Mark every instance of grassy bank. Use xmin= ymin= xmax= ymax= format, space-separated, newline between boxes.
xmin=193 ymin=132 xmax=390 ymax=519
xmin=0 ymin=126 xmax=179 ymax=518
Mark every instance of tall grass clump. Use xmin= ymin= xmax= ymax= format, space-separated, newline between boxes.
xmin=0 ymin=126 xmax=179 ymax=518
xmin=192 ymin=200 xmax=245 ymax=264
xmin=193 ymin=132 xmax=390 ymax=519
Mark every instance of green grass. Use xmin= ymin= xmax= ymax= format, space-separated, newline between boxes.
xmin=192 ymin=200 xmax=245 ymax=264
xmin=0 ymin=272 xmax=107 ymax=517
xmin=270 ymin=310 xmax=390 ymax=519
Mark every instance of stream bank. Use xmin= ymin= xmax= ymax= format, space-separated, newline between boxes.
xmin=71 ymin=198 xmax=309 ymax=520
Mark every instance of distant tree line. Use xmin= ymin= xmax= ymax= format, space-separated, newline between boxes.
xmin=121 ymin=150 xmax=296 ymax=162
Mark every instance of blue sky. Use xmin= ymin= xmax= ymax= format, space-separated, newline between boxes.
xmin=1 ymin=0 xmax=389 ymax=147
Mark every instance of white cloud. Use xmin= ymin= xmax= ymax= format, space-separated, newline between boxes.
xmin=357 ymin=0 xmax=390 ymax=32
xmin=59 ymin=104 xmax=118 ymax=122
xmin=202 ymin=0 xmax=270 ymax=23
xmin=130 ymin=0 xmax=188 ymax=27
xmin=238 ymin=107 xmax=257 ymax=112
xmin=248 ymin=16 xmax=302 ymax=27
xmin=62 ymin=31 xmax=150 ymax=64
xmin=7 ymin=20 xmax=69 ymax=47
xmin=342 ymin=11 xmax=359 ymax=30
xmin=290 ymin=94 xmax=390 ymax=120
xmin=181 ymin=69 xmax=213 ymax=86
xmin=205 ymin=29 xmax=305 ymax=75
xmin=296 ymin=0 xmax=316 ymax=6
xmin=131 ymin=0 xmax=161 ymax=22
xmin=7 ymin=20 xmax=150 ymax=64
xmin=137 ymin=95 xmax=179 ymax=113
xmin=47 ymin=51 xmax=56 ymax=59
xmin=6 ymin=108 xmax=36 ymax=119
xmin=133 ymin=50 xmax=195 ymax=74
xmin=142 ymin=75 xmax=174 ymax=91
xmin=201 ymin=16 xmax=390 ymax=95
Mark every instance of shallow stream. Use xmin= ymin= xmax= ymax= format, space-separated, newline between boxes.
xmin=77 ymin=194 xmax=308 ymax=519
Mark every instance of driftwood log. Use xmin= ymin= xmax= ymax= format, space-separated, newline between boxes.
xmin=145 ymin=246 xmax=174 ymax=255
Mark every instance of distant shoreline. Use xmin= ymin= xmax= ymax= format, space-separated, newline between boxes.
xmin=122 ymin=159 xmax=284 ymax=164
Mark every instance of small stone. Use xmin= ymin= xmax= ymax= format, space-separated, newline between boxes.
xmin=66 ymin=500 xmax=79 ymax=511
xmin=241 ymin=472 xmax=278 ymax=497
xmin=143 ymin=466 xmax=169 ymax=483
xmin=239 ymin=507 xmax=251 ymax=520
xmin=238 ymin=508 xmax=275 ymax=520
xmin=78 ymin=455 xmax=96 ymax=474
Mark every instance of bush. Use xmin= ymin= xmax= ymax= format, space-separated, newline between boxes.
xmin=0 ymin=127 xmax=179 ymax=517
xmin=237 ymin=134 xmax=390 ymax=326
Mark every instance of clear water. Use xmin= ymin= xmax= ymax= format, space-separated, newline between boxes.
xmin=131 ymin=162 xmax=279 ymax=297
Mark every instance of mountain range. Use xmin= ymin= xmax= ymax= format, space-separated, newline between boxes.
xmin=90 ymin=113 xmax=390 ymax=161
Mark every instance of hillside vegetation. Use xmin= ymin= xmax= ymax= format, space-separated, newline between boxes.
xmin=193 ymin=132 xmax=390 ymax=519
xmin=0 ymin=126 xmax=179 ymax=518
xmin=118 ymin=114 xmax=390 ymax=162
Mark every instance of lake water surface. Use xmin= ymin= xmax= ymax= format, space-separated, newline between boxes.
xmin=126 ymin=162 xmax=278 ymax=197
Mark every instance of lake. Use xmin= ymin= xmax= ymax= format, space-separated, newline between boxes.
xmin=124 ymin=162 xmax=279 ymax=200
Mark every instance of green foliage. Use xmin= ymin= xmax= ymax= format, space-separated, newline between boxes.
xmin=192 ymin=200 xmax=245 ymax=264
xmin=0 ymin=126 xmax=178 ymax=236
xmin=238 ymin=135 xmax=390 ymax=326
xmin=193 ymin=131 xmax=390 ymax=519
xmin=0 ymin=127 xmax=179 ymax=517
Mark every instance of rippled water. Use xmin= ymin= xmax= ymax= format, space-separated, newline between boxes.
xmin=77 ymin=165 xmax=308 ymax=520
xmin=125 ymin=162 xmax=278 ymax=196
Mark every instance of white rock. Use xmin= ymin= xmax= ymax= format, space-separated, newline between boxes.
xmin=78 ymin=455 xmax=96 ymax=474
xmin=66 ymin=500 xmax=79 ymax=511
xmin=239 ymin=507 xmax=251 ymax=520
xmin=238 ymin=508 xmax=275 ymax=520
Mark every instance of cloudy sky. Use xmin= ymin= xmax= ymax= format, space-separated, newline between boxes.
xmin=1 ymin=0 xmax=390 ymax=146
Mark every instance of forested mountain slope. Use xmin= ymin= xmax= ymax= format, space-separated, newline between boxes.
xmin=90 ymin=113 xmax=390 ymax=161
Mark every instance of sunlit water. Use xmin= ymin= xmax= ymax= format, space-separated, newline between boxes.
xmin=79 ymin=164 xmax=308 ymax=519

----------------

• [EXERCISE GOAL]
What you write must match the material above exactly and in full.

• [SOLUTION TO THIS TASK]
Mark every instance of grassy bank. Use xmin= ymin= xmax= ymax= format, space-separated, newline between boxes.
xmin=193 ymin=132 xmax=390 ymax=519
xmin=0 ymin=126 xmax=179 ymax=518
Mark every instance of tall grass clump. Use xmin= ymin= xmax= ymax= format, space-separated, newline between boxes.
xmin=0 ymin=126 xmax=179 ymax=518
xmin=192 ymin=200 xmax=245 ymax=264
xmin=193 ymin=132 xmax=390 ymax=519
Mark every instance of green grass. Use xmin= ymin= xmax= ymax= format, space-separated, newline between boxes.
xmin=192 ymin=200 xmax=245 ymax=264
xmin=0 ymin=272 xmax=107 ymax=517
xmin=270 ymin=310 xmax=390 ymax=519
Mark every instance of stream bank. Use xmin= ymin= xmax= ymax= format, space-separated, newline between boxes.
xmin=71 ymin=198 xmax=309 ymax=520
Mark every instance of distant tree line. Use xmin= ymin= xmax= ymax= format, space-separated, newline between boxes.
xmin=121 ymin=150 xmax=296 ymax=162
Mark every instance of blue sky. Use xmin= ymin= xmax= ymax= format, space-separated, newline between boxes.
xmin=1 ymin=0 xmax=389 ymax=147
Mark every instance of white cloud. Use xmin= ymin= xmax= ymax= format, space-separated, newline between boxes.
xmin=357 ymin=0 xmax=390 ymax=32
xmin=59 ymin=104 xmax=118 ymax=122
xmin=202 ymin=0 xmax=270 ymax=23
xmin=130 ymin=0 xmax=188 ymax=27
xmin=238 ymin=107 xmax=257 ymax=112
xmin=248 ymin=16 xmax=302 ymax=27
xmin=62 ymin=31 xmax=150 ymax=64
xmin=7 ymin=20 xmax=69 ymax=47
xmin=342 ymin=11 xmax=359 ymax=30
xmin=290 ymin=94 xmax=390 ymax=120
xmin=181 ymin=69 xmax=213 ymax=86
xmin=205 ymin=29 xmax=305 ymax=75
xmin=296 ymin=0 xmax=316 ymax=6
xmin=131 ymin=0 xmax=161 ymax=22
xmin=7 ymin=20 xmax=150 ymax=64
xmin=137 ymin=95 xmax=179 ymax=113
xmin=47 ymin=51 xmax=56 ymax=59
xmin=6 ymin=108 xmax=36 ymax=119
xmin=133 ymin=50 xmax=195 ymax=74
xmin=142 ymin=75 xmax=174 ymax=91
xmin=201 ymin=16 xmax=390 ymax=95
Mark every instance of shallow stream. Use xmin= ymin= xmax= ymax= format, space-separated, newline between boxes.
xmin=77 ymin=194 xmax=308 ymax=519
Mark every instance of driftwood log. Use xmin= ymin= xmax= ymax= format, space-separated, newline between boxes.
xmin=145 ymin=246 xmax=174 ymax=255
Mark every instance of distant shoreline. Use xmin= ymin= xmax= ymax= format, space-separated, newline between boxes.
xmin=122 ymin=159 xmax=284 ymax=164
Mark every instance of small stone. Use xmin= ymin= xmax= ymax= format, space-separated, newline between boxes.
xmin=66 ymin=500 xmax=79 ymax=511
xmin=241 ymin=472 xmax=278 ymax=497
xmin=143 ymin=466 xmax=169 ymax=483
xmin=239 ymin=507 xmax=251 ymax=520
xmin=238 ymin=508 xmax=275 ymax=520
xmin=78 ymin=455 xmax=96 ymax=474
Mark every instance of bush. Use xmin= ymin= xmax= ymax= format, space-separated, newline between boxes.
xmin=0 ymin=127 xmax=179 ymax=517
xmin=237 ymin=134 xmax=390 ymax=326
Mark every instance of clear water. Use xmin= ymin= xmax= ymax= format, space-separated, newline between boxes.
xmin=131 ymin=162 xmax=279 ymax=297
Mark every instance of mountain range. Use xmin= ymin= xmax= ymax= format, space-separated, newline between boxes.
xmin=90 ymin=113 xmax=390 ymax=161
Mark every instance of hillside vegetation. Use xmin= ymin= xmax= ymax= format, space-separated, newline between boxes.
xmin=193 ymin=132 xmax=390 ymax=519
xmin=0 ymin=126 xmax=179 ymax=518
xmin=118 ymin=114 xmax=390 ymax=162
Mark every instance of lake water surface. Use xmin= ymin= xmax= ymax= format, space-separated, newline between boxes.
xmin=126 ymin=162 xmax=278 ymax=197
Mark every instance of lake. Use xmin= ymin= xmax= ymax= format, space-separated, newline between boxes.
xmin=124 ymin=162 xmax=279 ymax=200
Mark every instance of green foliage. Use xmin= ymin= xmax= ymax= format, space-separated, newline between boxes.
xmin=192 ymin=200 xmax=245 ymax=264
xmin=0 ymin=126 xmax=178 ymax=236
xmin=238 ymin=135 xmax=390 ymax=326
xmin=193 ymin=131 xmax=390 ymax=519
xmin=0 ymin=127 xmax=179 ymax=517
Mark every instance of rippled water. Use xmin= ymin= xmax= ymax= format, space-separated, newline between boxes.
xmin=77 ymin=165 xmax=308 ymax=520
xmin=125 ymin=162 xmax=278 ymax=196
Mark every instance of white rock. Use xmin= ymin= xmax= ymax= format, space-separated, newline between boxes.
xmin=78 ymin=455 xmax=96 ymax=474
xmin=66 ymin=500 xmax=79 ymax=511
xmin=239 ymin=507 xmax=251 ymax=520
xmin=238 ymin=508 xmax=275 ymax=520
Mark every instance of cloudy sky. Use xmin= ymin= xmax= ymax= format, space-separated, newline between boxes.
xmin=1 ymin=0 xmax=390 ymax=146
Mark every instance of forested mountain slope. Use xmin= ymin= xmax= ymax= format, space-separated, newline between boxes.
xmin=90 ymin=113 xmax=390 ymax=161
Mark every instance of sunlit water. Use xmin= ymin= xmax= ymax= format, space-separated, newline between boxes.
xmin=79 ymin=164 xmax=308 ymax=519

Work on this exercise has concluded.